» Enunciado da tarefa
Dê continuidade ao texto de origem sobre a disputa política entre Lula e Bolsonaro a partir da última frase apresentada.

» Texto de origem

==================================================

O problema do momento é que Bolsonaro está em campanha no Brasil… enquanto Lula está em campanha fora do Brasil.

Um problema mais estrutural consiste no erro de avaliação, inclusive de Miguel do Rosário. Lula não perdeu a mulher evangélica, pois nunca a teve… o que acontece é que Micheque está ainda mais ativa e está conseguindo politizar esse público feminino. Bolsonaro sempre teve dificuldade com o público feminino, pois conseguiu mais facilmente ideologizar o público masculino de classe média em um efeito de manada em redes sociais (muito impulsionado por Youtubers que depois viraram parlamentares mais votados). Agora quem busca ideologizar esse público feminino é Micheque, que está tendo sucesso no meio evangélico e poderá ter sucesso no meio católico de classe média.

Bolsonaro já ideologizou quem se acha empresário ou quem quer ser empresário (por isso mais um motivo para o quanto antes aprovar o fim da isenção sobre lucros e dividendos), além do agro, militares e evangélicos (que são outras classes cheias de privilégios e que pagam pouco impostos no Brasil, mesmo se declarando “patriotas”).

Porém, o problema maior (além da falta de ideologização ou politização dos eleitores de esquerda, em sua maioria ganham até dois salários mínimos e tem relação utilitária com o governo em relação a benefícios sociais – contentes pq turbinaram o bolsa família, mas não são ideologizados – ou benefícios da CLT) é diminuir a sensação de desigualdade ou que “o governo trabalha pra ricos”.

Os poucos eleitores de esquerda ideologizados estão entre os universitários de universidades públicas (e por isso o governo dá tiro no pé toda vez que amplia o Fies de estudantes de universidades privadas), fração minoritária da classe média (servidores públicos, artistas e empresários ou autônomos oriundos de universidades públicas), além de sindicatos que foram desidratados. Não a toa a direita quando esteve no poder buscou combater universidades públicas, sindicatos e artistas (apesar de favorecer artistas do agro ou empresários de artistas como no Perse).

==================================================

» Entradas de dados
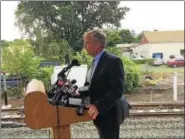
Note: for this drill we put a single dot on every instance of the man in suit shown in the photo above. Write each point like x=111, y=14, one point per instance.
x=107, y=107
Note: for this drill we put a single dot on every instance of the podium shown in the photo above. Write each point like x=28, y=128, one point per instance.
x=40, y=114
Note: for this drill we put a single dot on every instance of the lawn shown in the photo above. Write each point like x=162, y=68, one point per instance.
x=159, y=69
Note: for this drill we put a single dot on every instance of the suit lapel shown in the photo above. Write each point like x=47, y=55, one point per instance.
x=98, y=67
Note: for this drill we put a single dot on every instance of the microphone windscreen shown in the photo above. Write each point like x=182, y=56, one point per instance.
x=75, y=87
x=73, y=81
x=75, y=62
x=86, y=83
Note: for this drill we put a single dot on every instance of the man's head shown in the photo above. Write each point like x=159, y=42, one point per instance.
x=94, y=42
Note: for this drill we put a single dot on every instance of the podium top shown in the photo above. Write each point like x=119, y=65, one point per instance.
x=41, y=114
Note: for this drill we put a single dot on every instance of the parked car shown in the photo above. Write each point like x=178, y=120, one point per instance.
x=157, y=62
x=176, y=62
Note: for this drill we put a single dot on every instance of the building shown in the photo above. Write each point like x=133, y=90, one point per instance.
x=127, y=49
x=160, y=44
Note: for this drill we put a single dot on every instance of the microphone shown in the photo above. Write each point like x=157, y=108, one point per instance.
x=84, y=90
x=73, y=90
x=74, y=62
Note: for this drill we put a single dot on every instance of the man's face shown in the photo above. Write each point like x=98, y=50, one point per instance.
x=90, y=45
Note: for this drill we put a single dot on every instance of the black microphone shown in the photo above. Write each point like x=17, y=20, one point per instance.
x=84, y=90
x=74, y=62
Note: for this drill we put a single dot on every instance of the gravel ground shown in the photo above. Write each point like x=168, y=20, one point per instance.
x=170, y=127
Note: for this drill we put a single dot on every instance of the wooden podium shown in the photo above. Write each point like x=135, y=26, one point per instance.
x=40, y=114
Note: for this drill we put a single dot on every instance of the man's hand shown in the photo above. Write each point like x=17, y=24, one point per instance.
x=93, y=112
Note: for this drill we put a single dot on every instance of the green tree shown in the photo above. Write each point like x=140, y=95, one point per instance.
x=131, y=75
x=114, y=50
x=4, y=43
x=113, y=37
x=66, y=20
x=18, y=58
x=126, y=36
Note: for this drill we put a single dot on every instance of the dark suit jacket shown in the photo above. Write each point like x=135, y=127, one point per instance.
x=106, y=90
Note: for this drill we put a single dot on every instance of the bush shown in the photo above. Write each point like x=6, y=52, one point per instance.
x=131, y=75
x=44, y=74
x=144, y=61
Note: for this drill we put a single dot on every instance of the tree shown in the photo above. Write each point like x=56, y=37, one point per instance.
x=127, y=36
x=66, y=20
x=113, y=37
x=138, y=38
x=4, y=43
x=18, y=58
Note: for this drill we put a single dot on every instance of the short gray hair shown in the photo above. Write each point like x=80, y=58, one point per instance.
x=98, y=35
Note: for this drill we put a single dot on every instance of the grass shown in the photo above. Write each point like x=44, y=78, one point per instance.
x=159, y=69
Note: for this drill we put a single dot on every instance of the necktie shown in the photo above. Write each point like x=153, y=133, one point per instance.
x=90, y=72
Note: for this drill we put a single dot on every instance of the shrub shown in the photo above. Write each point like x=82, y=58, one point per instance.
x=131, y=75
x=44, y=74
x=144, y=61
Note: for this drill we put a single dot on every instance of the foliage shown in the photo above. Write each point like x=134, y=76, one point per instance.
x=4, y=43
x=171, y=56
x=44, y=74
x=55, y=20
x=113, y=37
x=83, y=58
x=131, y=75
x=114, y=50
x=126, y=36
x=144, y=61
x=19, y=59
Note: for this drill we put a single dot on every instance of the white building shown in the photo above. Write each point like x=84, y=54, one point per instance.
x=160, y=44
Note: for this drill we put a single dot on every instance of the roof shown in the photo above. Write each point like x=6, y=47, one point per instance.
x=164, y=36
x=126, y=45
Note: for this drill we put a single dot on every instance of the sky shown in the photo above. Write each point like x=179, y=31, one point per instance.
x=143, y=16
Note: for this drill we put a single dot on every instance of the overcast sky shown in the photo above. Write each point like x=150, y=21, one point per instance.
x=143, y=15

==================================================

» Resposta da tarefa
Em pesquisa recente do QUAEST há o indicativo forte que os eleitores de esquerda acham que “o governo Lula trabalha pra ricos”… E também para os eleitores de Bolsonaro (não os que ganham mais de 20 SM, mas os que estão entre 3SM e 10SM) acham ainda mais que “o governo trabalha pra ricos” (além de eleitores de direita achem que o governo trabalha mais para a minoria de LGBT). Observe: https://noticias.uol.com.br/colunas/leonardo-sakamoto/2024/03/09/quaest-bolsonaristas-creem-que-perderam-importancia-com-inclusao-social.htm

Ou seja, para resolver o maior problema do governo… teria que:

1) Fortalecer Universidades Públicas (e aumentar o número de escolas de aplicação vinculadas às universidades públicas), sindicatos, agricultura familiar, empreendedores que tenham ganhos até o limite da isenção mensal do IRPF, além de artistas.

2) Tentar politizar e ideologizar os beneficiários de benefícios sociais como bolsa família e trabalhadores celetistas.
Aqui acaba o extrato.